_EXCERPT PROVIDED_
==============================
Iriko (niboshi) are dried anchovies. The Japanese use it to make dashi or munch on handfuls for a calcium-rich snack.
Iriko (いりこ), also called niboshi (煮干), are dried Japanese anchovies, specifically katakuchi iwashi (カタクチイワシ, Engraulis japonicus), boiled in salt water first before being dried. The bold, fishy flavor with a strong aroma is one of the vital umami contributors to dashi broth. You can also find dried baby anchovies used similarly in Korean, Chinese, and Southeast Asian cooking.
Table of Contents
What Is Iriko (Niboshi)
Iriko (niboshi) are dried anchovies. It’s usually called iriko in western Japan (Osaka area), where it’s extensively used in dashi and other cooking, whereas niboshi is used in eastern Japan.
The fish vary in size from about 1.5″ to 3″ long, with the smaller ones with a milder taste and the larger ones with more umami. They are also known for their Omega-3 Fatty Acids and other health benefits such as calcium and protein.
Compared to shiitake, katsuobushi, or kombu dashi, iriko dashi has a more concentrated briny aroma and flavor. Use iriko dashi for miso soup, hot pot, udon, soba, and ramen noodle soups that can handle the pronounced flavor.
In Korean cuisine, it is used to make myulchi bokkeum (멸치볶음), a side dish featuring stir-fried anchovies.
What Do They Taste
It has a fishy, concentrated taste with a slight bitterness from the guts and heads. It makes flavorful dashi with a strong umami presence.
==============================
_INFORMATION_
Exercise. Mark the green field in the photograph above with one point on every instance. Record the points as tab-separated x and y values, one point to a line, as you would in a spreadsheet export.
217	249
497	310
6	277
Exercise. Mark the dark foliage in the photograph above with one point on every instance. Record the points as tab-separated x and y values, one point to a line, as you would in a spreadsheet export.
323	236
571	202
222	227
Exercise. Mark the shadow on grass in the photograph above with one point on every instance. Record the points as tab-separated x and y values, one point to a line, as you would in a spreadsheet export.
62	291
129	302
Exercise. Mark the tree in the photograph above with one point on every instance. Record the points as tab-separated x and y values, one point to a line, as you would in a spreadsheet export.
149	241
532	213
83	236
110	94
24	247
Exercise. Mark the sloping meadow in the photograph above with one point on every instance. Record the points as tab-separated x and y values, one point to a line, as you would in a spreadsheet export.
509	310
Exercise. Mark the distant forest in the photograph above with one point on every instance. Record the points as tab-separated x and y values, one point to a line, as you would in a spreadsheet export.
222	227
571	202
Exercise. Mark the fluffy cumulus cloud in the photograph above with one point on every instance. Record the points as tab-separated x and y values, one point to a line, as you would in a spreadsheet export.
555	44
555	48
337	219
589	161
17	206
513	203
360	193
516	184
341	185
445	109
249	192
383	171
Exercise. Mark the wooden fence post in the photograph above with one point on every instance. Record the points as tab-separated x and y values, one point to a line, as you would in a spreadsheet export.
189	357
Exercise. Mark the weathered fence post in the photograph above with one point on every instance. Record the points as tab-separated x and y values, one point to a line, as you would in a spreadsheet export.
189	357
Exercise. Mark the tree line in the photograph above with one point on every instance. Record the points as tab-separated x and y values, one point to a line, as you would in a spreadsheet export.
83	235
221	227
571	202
==============================
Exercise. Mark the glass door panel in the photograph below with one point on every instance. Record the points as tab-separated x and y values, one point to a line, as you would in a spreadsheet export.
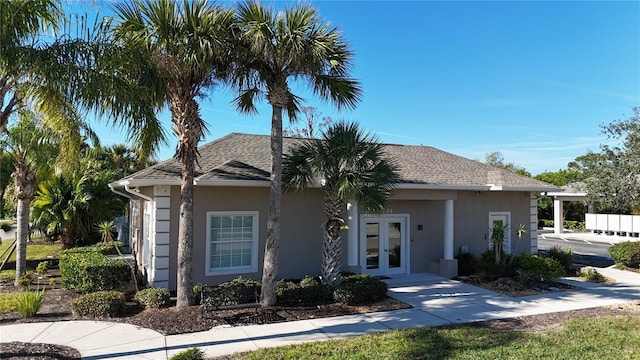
==============================
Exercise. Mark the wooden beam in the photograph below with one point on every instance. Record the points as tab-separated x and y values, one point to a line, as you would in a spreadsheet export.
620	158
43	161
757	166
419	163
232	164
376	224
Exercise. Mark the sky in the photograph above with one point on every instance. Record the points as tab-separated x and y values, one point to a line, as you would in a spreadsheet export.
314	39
==============================
_PROBLEMS TO SOLVE_
• A. List every dish the iriko article recommends making with iriko dashi.
• B. Resume the iriko article, picking up right after its last sentence.

_PER-TASK ANSWERS_
• A. miso soup, hot pot, udon, soba, ramen noodle soups

• B.
Iriko (Niboshi) vs. Tazukuri
In short, both iriko and niboshi are the same things! It’s just a regional difference.
For iriko (niboshi), Engraulis japonica (カタクチイワシ) or Japanese anchovies are used, but occasionally other kinds such as Etrumeus sadina (ウルメイワシ) and Sardinops melanostictus (マイワシ) are also used.
Tazukuri (田作り) is another type of dried anchovy, specifically for the candied Japanese New Year dish called Tazukuri. Tazukuri is only available at Japanese grocery stores in December. Unlike iriko (niboshi), they are not boiled in salt water and are processed to dry immediately.
How To Use
Find packages in plastic bags (pictured above). You don’t need to wash the anchovies beforehand. To make dashi stock, remove the heads and guts for a cleaner flavor, or skip the step and use them whole.
It’s also a calcium-rich snack, as bar snacks with almonds and rice crackers.
Recipes Using Niboshi
Where To Buy
You can find dried baby anchovies in most Japanese and Asian grocery stores. Japanese and Korean baby anchovies are interchangeable.
How To Choose The Best
Ensure the belly color hasn’t turned yellowish or brown and that the body is intact and not broken into pieces.
How To Store
Keep in a cool and dry place, away from direct sunlight. You can store niboshi dashi in the freezer for a month or in the fridge for a few days.